TASK INSTRUCTIONS:
Rewrite all of the rows below, swapping "point" for "marker" wherever it occurs and leaving everything else unchanged.

[Pointing and labeling entries]
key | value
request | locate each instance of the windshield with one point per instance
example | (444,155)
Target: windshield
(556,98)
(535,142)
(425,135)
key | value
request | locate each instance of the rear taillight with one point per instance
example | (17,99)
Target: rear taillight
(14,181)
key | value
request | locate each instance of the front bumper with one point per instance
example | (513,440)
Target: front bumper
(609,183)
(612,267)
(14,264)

ANSWER TO THIS TASK:
key | value
request | locate each instance of the windshield with one marker per instance
example | (444,155)
Target: windshield
(556,98)
(535,142)
(425,135)
key | value
request | locate each instance of the rear taillight with one marker per instance
example | (17,99)
Target: rear taillight
(14,181)
key | value
request | locate each instance of the front bumper with one marker per instance
example | (513,440)
Target: front bumper
(609,183)
(612,267)
(14,264)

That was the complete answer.